» **Task goal**: Take every line from the entries below that includes the word "picture" and copy it.

[Data items]
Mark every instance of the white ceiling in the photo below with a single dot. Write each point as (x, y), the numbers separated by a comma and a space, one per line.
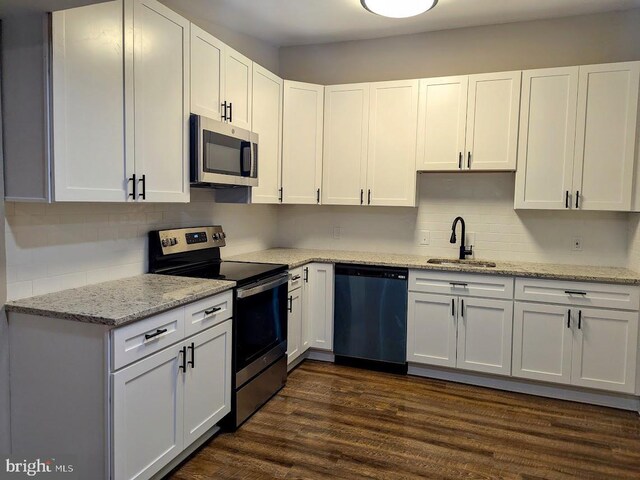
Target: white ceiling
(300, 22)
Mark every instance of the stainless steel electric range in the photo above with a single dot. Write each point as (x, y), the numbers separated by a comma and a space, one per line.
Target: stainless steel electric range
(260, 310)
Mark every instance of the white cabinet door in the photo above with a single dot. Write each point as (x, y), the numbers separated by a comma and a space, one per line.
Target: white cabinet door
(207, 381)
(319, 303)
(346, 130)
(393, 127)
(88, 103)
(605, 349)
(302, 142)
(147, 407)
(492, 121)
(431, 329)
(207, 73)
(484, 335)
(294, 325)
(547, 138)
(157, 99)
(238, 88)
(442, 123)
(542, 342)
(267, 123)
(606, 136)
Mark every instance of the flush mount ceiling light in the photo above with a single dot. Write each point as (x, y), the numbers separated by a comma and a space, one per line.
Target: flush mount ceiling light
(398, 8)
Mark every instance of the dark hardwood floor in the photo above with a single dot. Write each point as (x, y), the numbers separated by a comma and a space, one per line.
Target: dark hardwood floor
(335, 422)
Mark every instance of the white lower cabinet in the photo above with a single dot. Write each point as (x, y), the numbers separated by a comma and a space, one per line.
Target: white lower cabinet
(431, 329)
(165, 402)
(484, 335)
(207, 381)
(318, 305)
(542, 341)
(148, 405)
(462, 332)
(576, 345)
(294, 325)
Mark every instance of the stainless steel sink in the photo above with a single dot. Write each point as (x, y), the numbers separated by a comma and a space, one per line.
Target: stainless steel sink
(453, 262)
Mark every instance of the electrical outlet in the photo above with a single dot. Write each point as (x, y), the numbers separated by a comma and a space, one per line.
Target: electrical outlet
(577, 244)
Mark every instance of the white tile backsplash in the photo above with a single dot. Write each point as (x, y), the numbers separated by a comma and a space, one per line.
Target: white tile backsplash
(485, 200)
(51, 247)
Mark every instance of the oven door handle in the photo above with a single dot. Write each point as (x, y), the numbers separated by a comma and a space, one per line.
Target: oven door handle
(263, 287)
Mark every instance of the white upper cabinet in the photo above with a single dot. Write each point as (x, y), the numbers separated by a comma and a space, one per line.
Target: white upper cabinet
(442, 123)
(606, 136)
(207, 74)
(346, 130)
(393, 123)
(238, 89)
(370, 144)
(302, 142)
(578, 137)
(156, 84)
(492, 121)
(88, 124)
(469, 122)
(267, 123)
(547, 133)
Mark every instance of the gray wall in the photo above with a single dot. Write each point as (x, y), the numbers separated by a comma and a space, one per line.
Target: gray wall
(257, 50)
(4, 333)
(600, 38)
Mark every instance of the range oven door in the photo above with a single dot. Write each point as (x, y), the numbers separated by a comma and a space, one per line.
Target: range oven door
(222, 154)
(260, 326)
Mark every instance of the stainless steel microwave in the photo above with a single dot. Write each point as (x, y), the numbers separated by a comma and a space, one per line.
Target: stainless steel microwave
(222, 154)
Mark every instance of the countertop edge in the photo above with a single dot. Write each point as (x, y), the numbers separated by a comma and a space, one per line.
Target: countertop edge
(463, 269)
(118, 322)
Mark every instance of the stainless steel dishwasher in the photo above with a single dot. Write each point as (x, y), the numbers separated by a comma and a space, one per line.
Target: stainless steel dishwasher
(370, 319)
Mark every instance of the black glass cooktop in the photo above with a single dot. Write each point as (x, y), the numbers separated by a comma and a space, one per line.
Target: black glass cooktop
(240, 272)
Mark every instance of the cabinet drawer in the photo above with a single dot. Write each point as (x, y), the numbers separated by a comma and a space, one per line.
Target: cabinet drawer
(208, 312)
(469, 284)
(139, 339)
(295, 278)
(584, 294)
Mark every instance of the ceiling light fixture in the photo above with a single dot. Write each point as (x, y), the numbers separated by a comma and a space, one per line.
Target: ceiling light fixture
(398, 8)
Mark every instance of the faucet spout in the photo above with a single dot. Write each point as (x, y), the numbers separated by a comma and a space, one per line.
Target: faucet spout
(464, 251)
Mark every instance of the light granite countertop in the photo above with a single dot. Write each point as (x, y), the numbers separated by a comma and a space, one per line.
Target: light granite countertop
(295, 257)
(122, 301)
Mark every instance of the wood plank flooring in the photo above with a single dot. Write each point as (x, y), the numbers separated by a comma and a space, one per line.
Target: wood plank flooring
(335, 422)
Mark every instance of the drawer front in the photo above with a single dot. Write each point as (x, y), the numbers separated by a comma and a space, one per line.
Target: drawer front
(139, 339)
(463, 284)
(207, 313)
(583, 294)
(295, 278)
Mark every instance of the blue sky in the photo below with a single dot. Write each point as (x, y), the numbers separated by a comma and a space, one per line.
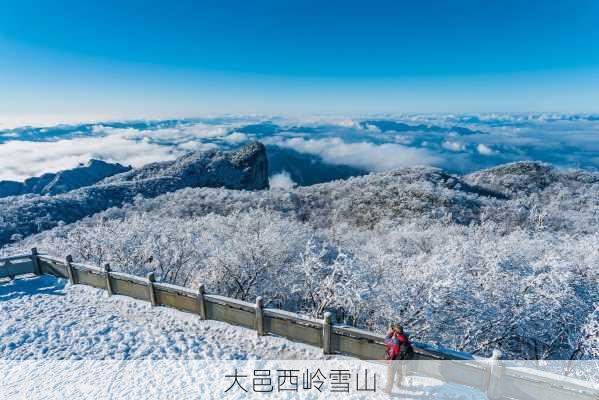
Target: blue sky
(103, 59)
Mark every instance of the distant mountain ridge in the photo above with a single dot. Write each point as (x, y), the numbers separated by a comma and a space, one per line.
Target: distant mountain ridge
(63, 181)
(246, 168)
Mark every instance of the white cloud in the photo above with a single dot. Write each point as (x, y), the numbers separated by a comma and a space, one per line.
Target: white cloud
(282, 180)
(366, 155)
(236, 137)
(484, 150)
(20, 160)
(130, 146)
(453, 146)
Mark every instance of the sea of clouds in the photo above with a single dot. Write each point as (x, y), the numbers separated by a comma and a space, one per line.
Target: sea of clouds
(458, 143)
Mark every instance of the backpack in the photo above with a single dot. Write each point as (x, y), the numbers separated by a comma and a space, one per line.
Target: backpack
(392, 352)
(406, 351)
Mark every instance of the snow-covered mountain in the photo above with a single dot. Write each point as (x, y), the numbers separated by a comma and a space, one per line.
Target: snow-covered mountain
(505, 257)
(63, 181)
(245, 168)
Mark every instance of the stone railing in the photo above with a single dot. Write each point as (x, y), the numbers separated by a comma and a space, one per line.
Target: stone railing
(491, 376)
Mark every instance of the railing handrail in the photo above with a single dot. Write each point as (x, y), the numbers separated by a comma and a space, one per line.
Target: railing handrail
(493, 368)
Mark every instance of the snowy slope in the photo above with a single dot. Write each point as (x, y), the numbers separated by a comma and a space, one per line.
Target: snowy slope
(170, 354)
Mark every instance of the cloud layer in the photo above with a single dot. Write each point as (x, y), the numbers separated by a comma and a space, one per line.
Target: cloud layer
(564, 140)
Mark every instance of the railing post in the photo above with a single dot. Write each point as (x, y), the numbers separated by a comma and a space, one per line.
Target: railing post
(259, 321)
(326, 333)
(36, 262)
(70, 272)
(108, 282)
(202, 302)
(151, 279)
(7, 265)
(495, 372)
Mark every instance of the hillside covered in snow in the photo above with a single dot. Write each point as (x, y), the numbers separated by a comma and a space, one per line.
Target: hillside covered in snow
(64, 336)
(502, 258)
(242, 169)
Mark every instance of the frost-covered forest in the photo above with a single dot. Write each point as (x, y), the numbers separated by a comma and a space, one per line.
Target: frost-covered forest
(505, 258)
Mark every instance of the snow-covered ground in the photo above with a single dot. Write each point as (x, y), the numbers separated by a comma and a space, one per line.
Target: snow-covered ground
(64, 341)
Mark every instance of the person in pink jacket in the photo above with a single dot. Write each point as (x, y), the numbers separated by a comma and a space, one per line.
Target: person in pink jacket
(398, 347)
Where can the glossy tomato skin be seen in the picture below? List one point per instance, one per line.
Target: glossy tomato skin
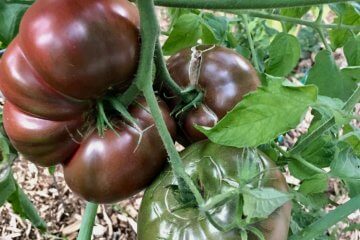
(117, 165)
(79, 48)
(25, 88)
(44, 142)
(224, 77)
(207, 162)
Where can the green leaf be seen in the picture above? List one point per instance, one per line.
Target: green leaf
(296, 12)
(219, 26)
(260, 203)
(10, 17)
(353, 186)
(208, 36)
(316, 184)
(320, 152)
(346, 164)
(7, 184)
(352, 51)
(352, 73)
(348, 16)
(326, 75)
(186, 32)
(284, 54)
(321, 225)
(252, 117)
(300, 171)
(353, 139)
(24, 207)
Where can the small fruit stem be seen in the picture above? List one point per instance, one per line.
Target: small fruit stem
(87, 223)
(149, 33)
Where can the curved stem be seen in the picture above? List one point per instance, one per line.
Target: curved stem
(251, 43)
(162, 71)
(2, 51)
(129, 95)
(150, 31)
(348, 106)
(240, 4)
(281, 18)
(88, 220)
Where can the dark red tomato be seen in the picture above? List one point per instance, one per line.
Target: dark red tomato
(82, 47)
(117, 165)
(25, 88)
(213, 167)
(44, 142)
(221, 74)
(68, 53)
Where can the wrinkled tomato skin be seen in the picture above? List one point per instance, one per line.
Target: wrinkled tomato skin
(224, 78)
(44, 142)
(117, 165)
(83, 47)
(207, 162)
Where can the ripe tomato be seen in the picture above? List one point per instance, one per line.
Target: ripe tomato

» **Solution to this task**:
Where can the glossy tomato skin be seen in the picture below? List one point per instance, one per line.
Where can the green leaf be seen in the picture above? List one point per instance, one per line.
Where can the small fruit stem be seen in the picture above? List one point per instance, one per line.
Where can the curved stem be seen in the picture above? List one point per instance, one per line.
Where can the dark red tomato be seen in the picture above? List one point per instance, one per line.
Where can the wrinkled tomato skin be seen in the picture above? List one point per instance, one per line.
Where can the ripe tomato be seen in the picture above? List one point per instance, one per line.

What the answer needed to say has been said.